Your instructions
Repeat every one of the entries below word for word, keeping each line in its original order.

------ Records supplied

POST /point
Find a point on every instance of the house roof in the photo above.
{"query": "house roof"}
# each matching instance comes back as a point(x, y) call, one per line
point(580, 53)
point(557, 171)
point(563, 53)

------------

Answer in full
POST /point
Find a point on every instance of the house roof in the photo above.
{"query": "house roof"}
# each matching instance comes back as a point(x, y) call, one per line
point(580, 53)
point(557, 171)
point(563, 53)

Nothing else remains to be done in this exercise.